• Lesetext:
Börsen-Zeitung: Plausible Rückgänge, Kommentar zur Konjunkturerwartung von Reinhard Kuls
Frankfurt (ots)
Die Turbulenzen an den Finanzmärkten haben die deutsche Konjunktur erreicht - jedenfalls aus Sicht der Finanzanalysten und institutionellen Anleger. Deren Prognosen zur Entwicklung der größten Volkswirtschaft der Eurozone fasst der Erwartungsindex des Zentrums für Europäische Wirtschaftsforschung (ZEW) zusammen, und dieser ist im August unerwartet deutlich ins Minus gerauscht. Steht Gleiches für das Wirtschaftswachstum in Deutschland und im gesamten Euroraum zu befürchten? Nach jetzigem Stand der Dinge nicht.
Dass sich der ZEW-Erwartungsindex, der auf einer Umfrage in den ersten drei August-Wochen beruht, erneut verschlechtert hat, kann nicht überraschen. Denn befragt wurden, wie immer, Analysten und große Anleger, also Personen, die sehr eng am Marktgeschehen teilhaben. Kann man also den ZEW-Index einfach ignorieren? Wohl auch nicht. Denn viel zu groß ist die Gefahr, dass sich die Unsicherheit an den Finanzmärkten, die in der Subprime-Krise am US-Hypothekenmarkt ihren Anfang genommen hat und nun per Kreditklemme auf den gesamten Unternehmenssektor sowie den privaten Konsum der globalen Konjunkturlokomotive USA überzuschwappen droht, in eine weltweite, sich selbst erfüllende Abwärtsspirale des Wachstumspessimismus wandelt.
Näheren Aufschluss über das Befinden der Realwirtschaft werden in den kommenden Tagen der Ifo-Geschäftsklimaindex und die Einkaufsmanagerindizes von diesseits und jenseits des Atlantiks liefern, denen Erhebungen unter den Unternehmen der verarbeitenden Gewerbe und des Dienstleistungssektors zugrunde liegen. Weitere Abwärtskorrekturen könnten sich auch in diesen Stimmungsindikatoren zeigen, und nicht nur weil dem ZEW-Index gerade in Bezug auf den Ifo-Indikator Vorlaufeigenschaften beigemessen werden.

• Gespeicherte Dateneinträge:
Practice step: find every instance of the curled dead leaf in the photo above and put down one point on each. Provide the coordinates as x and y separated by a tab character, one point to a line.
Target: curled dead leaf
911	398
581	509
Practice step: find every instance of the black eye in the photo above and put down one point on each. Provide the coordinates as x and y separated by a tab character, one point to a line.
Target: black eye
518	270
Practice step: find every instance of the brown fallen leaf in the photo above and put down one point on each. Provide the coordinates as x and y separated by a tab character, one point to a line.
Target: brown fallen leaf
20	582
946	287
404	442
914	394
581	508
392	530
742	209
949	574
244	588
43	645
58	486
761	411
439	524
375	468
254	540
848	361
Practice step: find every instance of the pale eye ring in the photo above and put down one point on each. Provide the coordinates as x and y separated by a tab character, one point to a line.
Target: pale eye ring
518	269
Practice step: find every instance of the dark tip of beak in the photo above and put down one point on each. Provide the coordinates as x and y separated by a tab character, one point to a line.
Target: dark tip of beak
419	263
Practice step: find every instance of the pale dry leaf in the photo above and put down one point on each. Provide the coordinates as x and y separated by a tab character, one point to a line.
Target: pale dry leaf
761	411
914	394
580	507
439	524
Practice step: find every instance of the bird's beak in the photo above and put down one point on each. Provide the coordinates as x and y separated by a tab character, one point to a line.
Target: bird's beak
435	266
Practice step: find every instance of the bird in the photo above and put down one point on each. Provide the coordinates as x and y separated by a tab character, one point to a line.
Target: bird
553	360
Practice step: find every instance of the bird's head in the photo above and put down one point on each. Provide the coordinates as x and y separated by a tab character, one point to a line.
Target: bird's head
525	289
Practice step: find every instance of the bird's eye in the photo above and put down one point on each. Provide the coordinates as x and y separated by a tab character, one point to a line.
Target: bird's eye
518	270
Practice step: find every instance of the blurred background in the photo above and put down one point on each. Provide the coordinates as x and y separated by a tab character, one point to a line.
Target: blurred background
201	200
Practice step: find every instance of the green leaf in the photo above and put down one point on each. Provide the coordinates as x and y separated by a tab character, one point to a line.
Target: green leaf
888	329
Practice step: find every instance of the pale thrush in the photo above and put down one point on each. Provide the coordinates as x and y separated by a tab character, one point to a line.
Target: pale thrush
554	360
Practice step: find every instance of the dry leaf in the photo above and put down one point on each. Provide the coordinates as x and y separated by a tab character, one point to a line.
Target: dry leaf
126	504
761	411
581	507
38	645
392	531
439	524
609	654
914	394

• Auszuführende Aufgabe: Gib den Kommentar zur Konjunkturerwartung vollständig und Wort für Wort wieder.

• Lösung:
Börsen-Zeitung: Plausible Rückgänge, Kommentar zur Konjunkturerwartung von Reinhard Kuls
Frankfurt (ots)
Die Turbulenzen an den Finanzmärkten haben die deutsche Konjunktur erreicht - jedenfalls aus Sicht der Finanzanalysten und institutionellen Anleger. Deren Prognosen zur Entwicklung der größten Volkswirtschaft der Eurozone fasst der Erwartungsindex des Zentrums für Europäische Wirtschaftsforschung (ZEW) zusammen, und dieser ist im August unerwartet deutlich ins Minus gerauscht. Steht Gleiches für das Wirtschaftswachstum in Deutschland und im gesamten Euroraum zu befürchten? Nach jetzigem Stand der Dinge nicht.
Dass sich der ZEW-Erwartungsindex, der auf einer Umfrage in den ersten drei August-Wochen beruht, erneut verschlechtert hat, kann nicht überraschen. Denn befragt wurden, wie immer, Analysten und große Anleger, also Personen, die sehr eng am Marktgeschehen teilhaben. Kann man also den ZEW-Index einfach ignorieren? Wohl auch nicht. Denn viel zu groß ist die Gefahr, dass sich die Unsicherheit an den Finanzmärkten, die in der Subprime-Krise am US-Hypothekenmarkt ihren Anfang genommen hat und nun per Kreditklemme auf den gesamten Unternehmenssektor sowie den privaten Konsum der globalen Konjunkturlokomotive USA überzuschwappen droht, in eine weltweite, sich selbst erfüllende Abwärtsspirale des Wachstumspessimismus wandelt.
Näheren Aufschluss über das Befinden der Realwirtschaft werden in den kommenden Tagen der Ifo-Geschäftsklimaindex und die Einkaufsmanagerindizes von diesseits und jenseits des Atlantiks liefern, denen Erhebungen unter den Unternehmen der verarbeitenden Gewerbe und des Dienstleistungssektors zugrunde liegen. Weitere Abwärtskorrekturen könnten sich auch in diesen Stimmungsindikatoren zeigen, und nicht nur weil dem ZEW-Index gerade in Bezug auf den Ifo-Indikator Vorlaufeigenschaften beigemessen werden.